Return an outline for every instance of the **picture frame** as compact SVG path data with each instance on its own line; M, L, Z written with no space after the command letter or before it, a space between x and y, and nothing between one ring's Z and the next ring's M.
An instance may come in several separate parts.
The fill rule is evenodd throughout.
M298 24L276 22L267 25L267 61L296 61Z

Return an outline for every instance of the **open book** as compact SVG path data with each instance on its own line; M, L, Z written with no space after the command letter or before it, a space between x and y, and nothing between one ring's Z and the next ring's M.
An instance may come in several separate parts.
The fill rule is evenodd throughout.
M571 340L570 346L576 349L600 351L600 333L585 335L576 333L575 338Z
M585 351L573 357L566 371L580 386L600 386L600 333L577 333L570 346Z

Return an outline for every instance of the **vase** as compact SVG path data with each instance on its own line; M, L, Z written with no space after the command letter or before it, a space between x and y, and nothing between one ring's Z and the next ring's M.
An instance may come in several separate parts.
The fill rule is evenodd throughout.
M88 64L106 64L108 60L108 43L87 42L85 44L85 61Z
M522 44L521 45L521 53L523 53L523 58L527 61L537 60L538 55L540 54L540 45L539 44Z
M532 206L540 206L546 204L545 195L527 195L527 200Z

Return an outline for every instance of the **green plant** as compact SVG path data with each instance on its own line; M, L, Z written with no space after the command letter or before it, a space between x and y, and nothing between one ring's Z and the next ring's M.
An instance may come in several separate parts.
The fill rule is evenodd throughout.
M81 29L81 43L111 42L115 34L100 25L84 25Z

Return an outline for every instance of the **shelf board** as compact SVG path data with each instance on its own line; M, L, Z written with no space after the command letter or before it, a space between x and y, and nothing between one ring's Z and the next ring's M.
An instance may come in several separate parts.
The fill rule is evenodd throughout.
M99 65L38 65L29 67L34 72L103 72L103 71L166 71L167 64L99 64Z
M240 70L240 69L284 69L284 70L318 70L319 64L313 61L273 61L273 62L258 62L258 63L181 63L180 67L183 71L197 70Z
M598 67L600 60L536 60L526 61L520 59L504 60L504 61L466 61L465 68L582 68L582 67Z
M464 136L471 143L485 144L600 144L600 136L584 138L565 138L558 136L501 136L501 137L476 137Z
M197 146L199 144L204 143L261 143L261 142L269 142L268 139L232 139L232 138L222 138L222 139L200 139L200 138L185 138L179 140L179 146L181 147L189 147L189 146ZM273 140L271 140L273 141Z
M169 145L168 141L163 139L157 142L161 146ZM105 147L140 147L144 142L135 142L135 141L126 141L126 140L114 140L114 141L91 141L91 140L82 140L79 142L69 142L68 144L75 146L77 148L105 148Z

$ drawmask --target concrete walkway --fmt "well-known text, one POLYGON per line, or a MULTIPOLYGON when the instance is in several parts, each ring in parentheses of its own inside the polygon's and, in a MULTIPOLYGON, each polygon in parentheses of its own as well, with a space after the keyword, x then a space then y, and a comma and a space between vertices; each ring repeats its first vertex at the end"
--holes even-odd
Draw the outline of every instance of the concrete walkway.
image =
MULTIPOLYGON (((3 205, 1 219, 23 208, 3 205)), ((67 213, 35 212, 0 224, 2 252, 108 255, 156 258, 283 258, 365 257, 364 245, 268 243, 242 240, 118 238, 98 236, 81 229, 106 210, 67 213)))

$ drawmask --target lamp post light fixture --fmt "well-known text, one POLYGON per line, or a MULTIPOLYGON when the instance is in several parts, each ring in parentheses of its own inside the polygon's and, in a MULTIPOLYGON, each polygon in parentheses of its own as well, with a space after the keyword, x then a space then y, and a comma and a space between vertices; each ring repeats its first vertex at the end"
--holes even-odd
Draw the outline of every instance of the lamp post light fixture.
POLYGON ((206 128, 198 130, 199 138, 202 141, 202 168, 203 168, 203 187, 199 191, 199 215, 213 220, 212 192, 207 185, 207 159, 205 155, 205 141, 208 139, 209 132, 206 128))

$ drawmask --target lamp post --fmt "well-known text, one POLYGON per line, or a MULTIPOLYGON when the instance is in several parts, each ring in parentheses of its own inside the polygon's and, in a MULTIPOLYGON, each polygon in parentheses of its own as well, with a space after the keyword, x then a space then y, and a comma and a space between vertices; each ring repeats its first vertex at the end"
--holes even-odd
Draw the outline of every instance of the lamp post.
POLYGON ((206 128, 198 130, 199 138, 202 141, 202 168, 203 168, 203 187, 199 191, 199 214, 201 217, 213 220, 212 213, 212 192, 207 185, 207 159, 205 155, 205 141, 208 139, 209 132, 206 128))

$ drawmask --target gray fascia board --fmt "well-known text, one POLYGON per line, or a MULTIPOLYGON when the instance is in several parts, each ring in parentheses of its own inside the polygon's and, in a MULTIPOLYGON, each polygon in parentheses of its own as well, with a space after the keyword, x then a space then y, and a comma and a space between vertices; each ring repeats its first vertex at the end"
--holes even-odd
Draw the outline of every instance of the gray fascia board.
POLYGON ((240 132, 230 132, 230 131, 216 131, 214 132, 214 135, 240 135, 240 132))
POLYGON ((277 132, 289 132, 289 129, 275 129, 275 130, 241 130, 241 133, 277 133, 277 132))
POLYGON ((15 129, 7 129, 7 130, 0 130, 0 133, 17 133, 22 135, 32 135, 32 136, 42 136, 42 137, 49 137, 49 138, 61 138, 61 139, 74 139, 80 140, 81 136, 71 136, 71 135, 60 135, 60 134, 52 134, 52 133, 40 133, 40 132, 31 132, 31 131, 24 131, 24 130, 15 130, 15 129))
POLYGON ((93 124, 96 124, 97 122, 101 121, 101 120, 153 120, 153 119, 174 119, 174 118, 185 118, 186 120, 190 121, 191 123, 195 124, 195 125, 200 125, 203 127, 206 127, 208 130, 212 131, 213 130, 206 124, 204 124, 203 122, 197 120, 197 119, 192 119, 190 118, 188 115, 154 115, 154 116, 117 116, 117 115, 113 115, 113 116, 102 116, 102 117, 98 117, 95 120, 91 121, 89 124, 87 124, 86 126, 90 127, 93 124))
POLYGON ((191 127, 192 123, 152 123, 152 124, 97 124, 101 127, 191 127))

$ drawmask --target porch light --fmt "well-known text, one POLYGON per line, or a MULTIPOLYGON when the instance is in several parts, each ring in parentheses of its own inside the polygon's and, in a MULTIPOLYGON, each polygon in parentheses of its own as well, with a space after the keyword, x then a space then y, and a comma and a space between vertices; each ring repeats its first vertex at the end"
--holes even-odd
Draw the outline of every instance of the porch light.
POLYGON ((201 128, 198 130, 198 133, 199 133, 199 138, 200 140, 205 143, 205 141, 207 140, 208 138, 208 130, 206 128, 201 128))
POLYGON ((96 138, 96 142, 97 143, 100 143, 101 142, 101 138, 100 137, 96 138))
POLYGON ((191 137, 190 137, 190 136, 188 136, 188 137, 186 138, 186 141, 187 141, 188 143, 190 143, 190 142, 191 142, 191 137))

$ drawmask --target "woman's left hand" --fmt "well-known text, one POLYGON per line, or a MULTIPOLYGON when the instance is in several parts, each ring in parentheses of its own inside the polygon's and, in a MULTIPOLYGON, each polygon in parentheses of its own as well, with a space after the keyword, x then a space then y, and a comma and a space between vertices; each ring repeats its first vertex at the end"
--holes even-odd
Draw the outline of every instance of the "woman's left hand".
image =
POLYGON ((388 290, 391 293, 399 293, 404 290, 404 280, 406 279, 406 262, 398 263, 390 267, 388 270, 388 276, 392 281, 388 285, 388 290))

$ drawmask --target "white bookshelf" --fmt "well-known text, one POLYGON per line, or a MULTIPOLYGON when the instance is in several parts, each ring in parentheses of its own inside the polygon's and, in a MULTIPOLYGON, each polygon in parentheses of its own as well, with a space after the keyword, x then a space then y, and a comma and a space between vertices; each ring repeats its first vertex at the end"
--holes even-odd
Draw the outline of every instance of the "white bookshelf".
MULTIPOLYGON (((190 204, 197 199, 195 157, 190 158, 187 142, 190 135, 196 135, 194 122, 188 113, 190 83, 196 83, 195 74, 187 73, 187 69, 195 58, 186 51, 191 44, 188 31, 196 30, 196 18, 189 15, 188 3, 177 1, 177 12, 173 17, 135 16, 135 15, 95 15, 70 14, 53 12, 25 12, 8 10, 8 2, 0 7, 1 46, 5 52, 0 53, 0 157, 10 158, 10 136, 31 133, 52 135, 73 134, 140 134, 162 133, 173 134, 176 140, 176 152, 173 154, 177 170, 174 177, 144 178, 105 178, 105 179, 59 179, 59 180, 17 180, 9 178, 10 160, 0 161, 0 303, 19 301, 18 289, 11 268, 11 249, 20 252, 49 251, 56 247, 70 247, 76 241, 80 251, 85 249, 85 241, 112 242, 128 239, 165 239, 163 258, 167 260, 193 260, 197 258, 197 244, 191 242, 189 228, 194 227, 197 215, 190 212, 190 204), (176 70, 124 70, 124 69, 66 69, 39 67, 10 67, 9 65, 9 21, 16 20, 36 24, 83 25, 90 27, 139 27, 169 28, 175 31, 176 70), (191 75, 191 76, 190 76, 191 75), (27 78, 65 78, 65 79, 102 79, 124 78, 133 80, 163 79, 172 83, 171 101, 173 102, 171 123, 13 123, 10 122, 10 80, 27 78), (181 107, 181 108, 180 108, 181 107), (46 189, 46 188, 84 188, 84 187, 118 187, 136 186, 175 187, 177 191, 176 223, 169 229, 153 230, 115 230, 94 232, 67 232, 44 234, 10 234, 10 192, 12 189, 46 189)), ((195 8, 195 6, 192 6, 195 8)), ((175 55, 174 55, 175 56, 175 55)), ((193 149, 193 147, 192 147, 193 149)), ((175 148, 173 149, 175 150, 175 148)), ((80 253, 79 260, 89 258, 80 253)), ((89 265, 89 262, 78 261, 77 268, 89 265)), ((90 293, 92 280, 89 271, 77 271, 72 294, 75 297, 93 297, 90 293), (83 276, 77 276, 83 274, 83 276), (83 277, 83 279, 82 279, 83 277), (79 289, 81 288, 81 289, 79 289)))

ABOUT THIS EXERCISE » Out of the records, collect only those lines that contain the string "concrete".

SOLUTION FOR THIS PROBLEM »
$ drawmask --target concrete walkway --fmt "well-known text, one POLYGON per line, or a MULTIPOLYGON when the instance is in several parts, each ring in parentheses of its own inside the polygon's and, in a MULTIPOLYGON, each polygon in parentheses of its own as well, with a space after the keyword, x then a space then y, and a comma and a space between vertices; each ring repeats its first vertex at the end"
Draw the outline of every instance of the concrete walkway.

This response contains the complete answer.